— START OF Provided material —
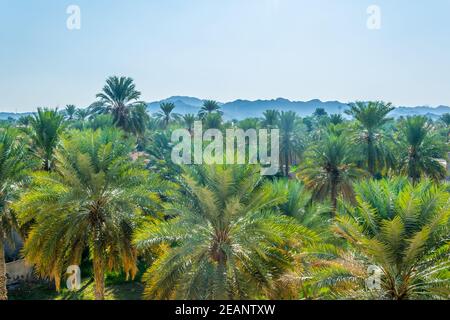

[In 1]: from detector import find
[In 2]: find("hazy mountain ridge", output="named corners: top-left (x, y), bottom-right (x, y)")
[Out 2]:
top-left (0, 96), bottom-right (450, 120)
top-left (148, 96), bottom-right (450, 120)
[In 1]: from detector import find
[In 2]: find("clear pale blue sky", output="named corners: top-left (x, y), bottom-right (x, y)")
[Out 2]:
top-left (0, 0), bottom-right (450, 111)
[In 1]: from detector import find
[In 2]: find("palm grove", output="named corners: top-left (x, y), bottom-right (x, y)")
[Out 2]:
top-left (0, 77), bottom-right (450, 299)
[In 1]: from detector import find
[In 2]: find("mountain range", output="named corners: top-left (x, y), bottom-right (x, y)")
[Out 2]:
top-left (148, 96), bottom-right (450, 120)
top-left (0, 96), bottom-right (450, 120)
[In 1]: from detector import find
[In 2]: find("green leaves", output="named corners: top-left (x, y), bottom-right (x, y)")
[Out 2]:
top-left (14, 129), bottom-right (163, 292)
top-left (324, 179), bottom-right (450, 299)
top-left (135, 166), bottom-right (318, 299)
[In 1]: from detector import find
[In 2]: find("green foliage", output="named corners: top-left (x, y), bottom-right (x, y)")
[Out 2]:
top-left (316, 179), bottom-right (450, 300)
top-left (25, 108), bottom-right (64, 171)
top-left (135, 166), bottom-right (316, 299)
top-left (14, 130), bottom-right (164, 298)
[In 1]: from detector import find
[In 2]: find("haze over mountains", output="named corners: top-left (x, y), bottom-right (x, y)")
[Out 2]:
top-left (148, 96), bottom-right (450, 120)
top-left (0, 96), bottom-right (450, 120)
— END OF Provided material —
Can you lay out the listing above as a two-column CSV with the columns "request" and "answer", one row per request, each field quoted and any line breaks replaced with spaces, covering the entire listing? Leave the pictures out of the result.

Answer to the problem
request,answer
"[In 1]: from detector import find [In 2]: find(""hazy mountain ridge"", output=""named corners: top-left (x, y), bottom-right (x, y)"") [Out 2]:","top-left (0, 96), bottom-right (450, 120) top-left (148, 96), bottom-right (450, 120)"
"[In 1]: from detector import find [In 2]: find(""clear pale blue sky"", output=""named corners: top-left (x, y), bottom-right (x, y)"") [Out 2]:","top-left (0, 0), bottom-right (450, 111)"
"[In 1]: from detector import find [In 2]: find(""palm grove"", output=""named corners: top-left (x, y), bottom-right (x, y)"") [Out 2]:","top-left (0, 77), bottom-right (450, 299)"
"[In 1]: from detector import find [In 2]: find(""mountain range"", output=""named corners: top-left (x, y), bottom-right (x, y)"") [Out 2]:","top-left (148, 96), bottom-right (450, 120) top-left (0, 96), bottom-right (450, 120)"
"[In 1]: from detector import find [In 2]: find(""green leaves"", output=""named corners: top-left (x, y), bottom-right (x, y)"") [Out 2]:","top-left (14, 129), bottom-right (163, 292) top-left (324, 179), bottom-right (450, 299) top-left (135, 166), bottom-right (318, 299)"
"[In 1]: from detector import find [In 2]: find(""green foliage"", output=""named corners: top-left (x, y), bottom-right (x, y)"") [Out 2]:","top-left (316, 179), bottom-right (450, 300) top-left (25, 108), bottom-right (64, 171) top-left (135, 166), bottom-right (316, 299) top-left (14, 130), bottom-right (164, 298)"
"[In 1]: from detector import find [In 2]: find(""haze over mountains"", output=""named corners: top-left (x, y), bottom-right (x, y)"") [Out 2]:","top-left (148, 96), bottom-right (450, 120) top-left (0, 96), bottom-right (450, 120)"